Records from a dataset
+===+

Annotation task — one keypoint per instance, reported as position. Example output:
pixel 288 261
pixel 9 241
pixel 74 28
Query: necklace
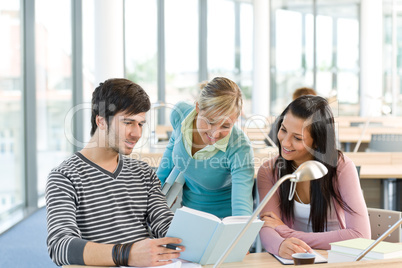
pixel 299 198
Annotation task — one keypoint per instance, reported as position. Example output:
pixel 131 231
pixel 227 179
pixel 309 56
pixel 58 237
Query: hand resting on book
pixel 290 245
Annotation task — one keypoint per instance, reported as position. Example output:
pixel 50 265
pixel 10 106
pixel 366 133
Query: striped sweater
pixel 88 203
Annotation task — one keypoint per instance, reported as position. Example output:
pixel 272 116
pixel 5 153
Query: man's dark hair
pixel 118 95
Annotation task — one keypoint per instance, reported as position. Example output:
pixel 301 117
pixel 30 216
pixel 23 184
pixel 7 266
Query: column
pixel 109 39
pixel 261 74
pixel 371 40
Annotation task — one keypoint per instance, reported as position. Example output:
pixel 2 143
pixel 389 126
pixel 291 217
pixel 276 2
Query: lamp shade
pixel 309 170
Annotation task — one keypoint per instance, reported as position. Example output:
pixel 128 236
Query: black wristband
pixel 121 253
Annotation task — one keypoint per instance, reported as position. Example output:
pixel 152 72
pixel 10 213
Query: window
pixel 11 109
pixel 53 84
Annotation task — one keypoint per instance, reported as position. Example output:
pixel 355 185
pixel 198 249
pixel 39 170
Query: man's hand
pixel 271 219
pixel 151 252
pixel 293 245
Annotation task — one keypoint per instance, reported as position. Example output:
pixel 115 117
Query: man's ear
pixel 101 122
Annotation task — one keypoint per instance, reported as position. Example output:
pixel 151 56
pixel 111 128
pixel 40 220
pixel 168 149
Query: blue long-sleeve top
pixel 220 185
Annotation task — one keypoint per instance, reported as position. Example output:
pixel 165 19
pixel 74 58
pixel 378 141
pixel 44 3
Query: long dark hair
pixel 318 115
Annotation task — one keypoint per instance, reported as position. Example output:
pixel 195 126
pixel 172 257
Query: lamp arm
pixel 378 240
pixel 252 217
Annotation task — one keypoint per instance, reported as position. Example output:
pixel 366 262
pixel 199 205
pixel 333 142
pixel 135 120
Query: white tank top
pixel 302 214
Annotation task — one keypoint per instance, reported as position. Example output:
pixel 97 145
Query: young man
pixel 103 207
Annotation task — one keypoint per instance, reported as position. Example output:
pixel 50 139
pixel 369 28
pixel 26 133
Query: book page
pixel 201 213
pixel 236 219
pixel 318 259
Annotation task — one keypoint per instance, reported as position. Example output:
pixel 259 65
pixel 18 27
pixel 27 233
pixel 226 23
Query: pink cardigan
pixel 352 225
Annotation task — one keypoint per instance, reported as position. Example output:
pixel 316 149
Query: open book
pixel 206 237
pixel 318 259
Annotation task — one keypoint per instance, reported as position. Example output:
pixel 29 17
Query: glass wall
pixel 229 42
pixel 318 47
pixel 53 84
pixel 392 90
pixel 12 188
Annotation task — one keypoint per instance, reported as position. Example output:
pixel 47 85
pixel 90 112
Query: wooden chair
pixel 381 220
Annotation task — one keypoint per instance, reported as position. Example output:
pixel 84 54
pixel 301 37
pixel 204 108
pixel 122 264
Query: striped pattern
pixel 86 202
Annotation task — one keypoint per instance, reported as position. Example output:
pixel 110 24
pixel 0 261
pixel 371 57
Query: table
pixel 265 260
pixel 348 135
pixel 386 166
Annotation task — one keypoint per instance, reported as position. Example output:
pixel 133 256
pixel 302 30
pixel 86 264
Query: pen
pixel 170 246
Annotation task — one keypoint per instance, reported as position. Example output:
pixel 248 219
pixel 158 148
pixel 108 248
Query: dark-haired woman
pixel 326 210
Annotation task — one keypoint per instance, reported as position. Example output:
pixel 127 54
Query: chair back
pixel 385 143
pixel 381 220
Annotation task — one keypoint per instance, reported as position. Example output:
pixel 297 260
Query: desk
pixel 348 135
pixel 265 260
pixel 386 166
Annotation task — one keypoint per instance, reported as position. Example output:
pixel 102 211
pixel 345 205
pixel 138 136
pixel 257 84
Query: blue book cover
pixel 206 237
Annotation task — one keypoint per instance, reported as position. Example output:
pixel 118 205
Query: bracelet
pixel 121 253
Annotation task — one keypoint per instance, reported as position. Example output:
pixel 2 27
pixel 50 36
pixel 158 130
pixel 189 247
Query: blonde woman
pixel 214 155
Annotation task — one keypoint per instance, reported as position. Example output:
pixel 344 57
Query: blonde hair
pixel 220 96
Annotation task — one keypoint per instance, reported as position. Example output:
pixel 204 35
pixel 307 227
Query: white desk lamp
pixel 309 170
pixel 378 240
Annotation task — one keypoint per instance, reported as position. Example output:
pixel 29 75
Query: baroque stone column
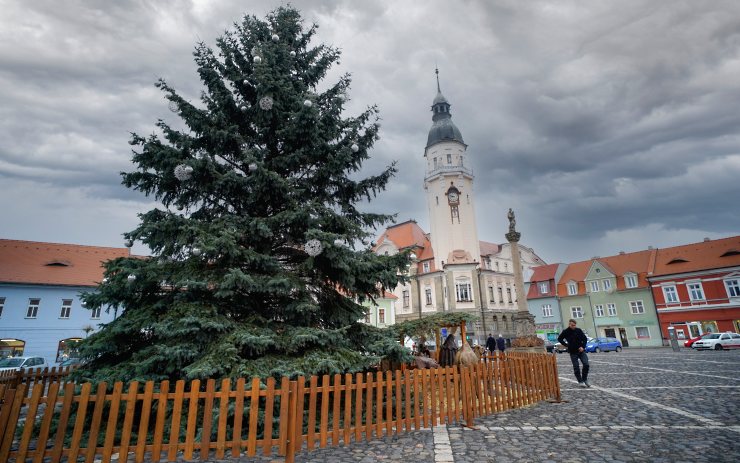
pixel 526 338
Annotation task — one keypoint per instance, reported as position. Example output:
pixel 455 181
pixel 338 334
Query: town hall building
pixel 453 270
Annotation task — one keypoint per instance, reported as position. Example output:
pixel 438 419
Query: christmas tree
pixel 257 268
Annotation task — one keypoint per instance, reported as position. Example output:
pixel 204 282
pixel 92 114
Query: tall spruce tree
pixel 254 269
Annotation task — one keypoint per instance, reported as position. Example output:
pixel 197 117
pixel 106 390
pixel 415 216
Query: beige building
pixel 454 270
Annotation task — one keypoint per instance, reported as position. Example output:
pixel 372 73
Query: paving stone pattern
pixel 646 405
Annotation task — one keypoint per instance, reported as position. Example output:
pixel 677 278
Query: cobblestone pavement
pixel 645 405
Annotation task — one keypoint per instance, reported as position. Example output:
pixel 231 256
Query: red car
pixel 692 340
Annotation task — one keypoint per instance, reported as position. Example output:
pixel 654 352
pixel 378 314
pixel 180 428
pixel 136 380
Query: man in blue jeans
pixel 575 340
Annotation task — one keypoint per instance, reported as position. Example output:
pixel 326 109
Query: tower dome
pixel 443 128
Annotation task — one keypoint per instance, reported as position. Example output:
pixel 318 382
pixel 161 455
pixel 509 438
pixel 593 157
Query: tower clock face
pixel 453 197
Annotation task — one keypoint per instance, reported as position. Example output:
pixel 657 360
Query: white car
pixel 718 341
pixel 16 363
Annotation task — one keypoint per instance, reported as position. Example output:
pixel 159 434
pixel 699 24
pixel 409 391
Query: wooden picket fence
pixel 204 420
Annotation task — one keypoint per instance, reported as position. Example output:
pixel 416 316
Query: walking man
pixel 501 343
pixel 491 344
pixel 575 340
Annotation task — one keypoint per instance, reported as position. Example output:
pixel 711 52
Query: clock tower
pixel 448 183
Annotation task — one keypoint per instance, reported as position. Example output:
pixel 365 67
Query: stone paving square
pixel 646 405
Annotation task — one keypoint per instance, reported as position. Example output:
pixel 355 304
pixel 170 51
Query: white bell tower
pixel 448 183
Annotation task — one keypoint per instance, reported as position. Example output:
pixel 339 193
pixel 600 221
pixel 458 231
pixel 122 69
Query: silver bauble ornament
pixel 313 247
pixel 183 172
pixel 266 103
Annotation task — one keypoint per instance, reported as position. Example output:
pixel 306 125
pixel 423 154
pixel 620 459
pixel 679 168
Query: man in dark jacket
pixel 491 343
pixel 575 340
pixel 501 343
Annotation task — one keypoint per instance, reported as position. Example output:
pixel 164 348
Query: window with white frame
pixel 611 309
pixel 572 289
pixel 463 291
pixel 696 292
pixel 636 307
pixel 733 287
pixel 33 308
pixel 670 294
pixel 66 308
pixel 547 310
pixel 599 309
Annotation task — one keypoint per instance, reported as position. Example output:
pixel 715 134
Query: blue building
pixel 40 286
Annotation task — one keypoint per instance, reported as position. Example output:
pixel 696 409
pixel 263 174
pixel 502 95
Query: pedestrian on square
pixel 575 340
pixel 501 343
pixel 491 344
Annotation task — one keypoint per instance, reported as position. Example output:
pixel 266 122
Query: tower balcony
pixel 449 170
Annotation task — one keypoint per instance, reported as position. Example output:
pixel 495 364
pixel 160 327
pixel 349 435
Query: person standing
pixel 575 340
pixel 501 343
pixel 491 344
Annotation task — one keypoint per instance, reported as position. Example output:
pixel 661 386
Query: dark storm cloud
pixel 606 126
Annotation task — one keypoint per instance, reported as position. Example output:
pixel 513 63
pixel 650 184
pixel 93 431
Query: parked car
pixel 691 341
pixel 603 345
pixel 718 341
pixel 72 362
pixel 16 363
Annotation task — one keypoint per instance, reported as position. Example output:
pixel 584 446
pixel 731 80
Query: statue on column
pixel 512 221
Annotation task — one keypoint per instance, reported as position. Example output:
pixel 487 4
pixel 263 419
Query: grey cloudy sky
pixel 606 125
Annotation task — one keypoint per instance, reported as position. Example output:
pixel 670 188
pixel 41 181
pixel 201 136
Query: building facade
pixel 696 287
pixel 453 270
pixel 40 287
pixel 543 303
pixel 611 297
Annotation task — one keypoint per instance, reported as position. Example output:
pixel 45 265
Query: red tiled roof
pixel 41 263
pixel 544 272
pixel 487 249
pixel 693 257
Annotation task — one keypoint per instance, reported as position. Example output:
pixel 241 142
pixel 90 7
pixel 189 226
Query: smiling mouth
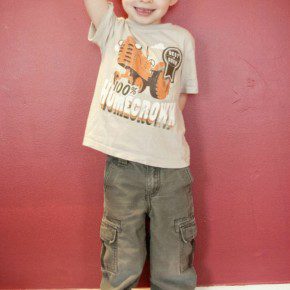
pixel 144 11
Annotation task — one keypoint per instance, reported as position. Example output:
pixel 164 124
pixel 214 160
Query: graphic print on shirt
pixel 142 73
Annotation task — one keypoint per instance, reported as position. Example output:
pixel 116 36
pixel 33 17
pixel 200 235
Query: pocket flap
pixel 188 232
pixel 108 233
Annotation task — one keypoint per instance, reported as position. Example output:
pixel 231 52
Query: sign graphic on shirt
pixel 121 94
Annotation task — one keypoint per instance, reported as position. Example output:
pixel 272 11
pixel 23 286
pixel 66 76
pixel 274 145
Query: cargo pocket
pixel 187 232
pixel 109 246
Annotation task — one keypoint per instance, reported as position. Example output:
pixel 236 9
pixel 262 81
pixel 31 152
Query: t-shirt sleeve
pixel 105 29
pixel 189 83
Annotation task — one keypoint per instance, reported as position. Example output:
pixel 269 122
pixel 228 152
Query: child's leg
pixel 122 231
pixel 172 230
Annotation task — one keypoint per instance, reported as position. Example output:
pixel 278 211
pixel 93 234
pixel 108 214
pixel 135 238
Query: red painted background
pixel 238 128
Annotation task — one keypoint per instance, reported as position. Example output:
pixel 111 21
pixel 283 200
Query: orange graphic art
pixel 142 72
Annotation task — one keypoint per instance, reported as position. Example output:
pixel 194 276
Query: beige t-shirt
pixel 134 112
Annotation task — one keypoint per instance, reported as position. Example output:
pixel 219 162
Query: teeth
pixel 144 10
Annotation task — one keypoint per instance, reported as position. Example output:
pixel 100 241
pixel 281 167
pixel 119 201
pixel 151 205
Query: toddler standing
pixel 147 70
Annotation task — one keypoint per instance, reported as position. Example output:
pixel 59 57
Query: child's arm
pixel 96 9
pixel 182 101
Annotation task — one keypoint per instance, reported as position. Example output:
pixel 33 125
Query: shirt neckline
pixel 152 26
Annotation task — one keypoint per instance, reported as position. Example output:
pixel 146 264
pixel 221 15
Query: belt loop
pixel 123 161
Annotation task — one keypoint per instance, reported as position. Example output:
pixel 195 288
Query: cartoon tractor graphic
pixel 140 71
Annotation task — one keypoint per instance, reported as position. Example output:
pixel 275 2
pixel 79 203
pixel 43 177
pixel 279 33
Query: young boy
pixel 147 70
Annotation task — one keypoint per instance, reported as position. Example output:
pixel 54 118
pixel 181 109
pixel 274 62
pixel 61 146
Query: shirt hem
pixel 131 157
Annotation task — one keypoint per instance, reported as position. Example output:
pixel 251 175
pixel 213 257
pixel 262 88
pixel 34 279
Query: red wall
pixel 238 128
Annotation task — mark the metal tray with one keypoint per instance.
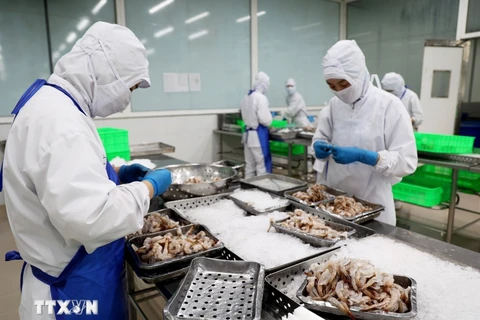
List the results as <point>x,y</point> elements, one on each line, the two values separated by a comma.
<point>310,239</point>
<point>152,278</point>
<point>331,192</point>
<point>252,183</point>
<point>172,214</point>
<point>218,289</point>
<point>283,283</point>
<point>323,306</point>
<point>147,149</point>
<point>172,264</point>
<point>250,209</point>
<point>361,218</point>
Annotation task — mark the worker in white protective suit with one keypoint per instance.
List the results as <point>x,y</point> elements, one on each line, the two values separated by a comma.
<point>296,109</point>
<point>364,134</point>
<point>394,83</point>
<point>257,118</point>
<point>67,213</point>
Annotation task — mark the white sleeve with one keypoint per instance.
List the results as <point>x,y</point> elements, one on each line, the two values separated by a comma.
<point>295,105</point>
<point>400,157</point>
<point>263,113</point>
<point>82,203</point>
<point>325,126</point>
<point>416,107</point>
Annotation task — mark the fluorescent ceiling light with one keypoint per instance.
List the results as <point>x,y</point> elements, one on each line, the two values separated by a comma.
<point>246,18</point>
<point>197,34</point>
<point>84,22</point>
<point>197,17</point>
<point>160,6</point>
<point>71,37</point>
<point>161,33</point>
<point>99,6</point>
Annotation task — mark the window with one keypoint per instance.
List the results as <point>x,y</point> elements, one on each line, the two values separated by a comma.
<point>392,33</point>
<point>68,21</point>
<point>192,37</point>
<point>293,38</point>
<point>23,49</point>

+===+

= Problem to solve =
Only a number is expected: how many lines of the data include the string "mark".

= Exercise solution =
5